_Your instructions:_ Count the lines in the listing below that contain the string "skyscraper", treating uppercase and lowercase letters as distinct. Give only the number.

::: Raw data :::

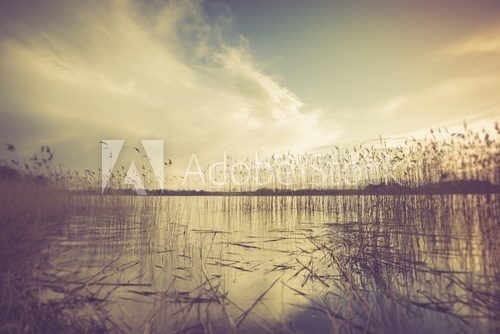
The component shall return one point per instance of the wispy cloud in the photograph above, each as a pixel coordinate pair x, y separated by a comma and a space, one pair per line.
142, 72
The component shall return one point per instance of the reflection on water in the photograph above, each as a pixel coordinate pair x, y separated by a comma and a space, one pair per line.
285, 264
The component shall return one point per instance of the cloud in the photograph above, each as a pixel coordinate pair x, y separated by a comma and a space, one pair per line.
142, 71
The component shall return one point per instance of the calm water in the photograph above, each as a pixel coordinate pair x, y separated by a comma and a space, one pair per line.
284, 264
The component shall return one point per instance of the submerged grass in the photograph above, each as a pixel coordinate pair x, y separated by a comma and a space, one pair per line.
367, 264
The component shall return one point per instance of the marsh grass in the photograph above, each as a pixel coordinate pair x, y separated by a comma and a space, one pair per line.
367, 264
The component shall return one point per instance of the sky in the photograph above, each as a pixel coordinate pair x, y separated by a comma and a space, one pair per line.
241, 76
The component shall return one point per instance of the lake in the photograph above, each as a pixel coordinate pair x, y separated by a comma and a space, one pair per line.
367, 264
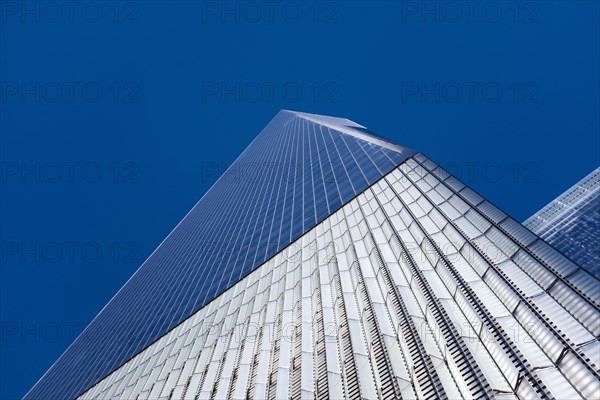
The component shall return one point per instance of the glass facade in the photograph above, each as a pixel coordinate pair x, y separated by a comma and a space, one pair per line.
298, 170
571, 223
418, 288
329, 263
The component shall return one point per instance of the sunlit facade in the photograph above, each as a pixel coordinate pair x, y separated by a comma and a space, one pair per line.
349, 268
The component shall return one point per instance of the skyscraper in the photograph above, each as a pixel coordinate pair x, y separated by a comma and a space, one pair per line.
571, 223
327, 262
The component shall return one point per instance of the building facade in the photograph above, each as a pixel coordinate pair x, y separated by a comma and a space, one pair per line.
571, 223
348, 267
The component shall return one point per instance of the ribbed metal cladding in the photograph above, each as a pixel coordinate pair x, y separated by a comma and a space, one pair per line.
417, 288
297, 171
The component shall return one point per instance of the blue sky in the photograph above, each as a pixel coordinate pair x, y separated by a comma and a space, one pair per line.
115, 116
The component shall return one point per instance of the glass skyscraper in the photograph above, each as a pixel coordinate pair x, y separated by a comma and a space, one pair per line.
327, 262
571, 223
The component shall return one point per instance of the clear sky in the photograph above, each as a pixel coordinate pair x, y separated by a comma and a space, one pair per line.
117, 117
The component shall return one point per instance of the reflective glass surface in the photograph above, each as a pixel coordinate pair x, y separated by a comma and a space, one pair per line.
298, 170
570, 223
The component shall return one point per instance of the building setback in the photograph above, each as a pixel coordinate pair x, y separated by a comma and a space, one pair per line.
571, 223
347, 267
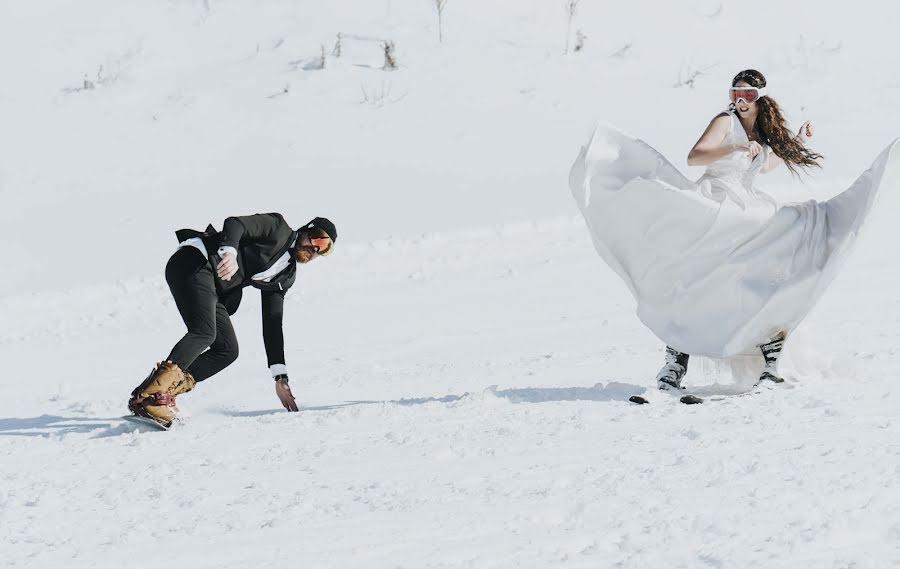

:::

_Written answer:_ 2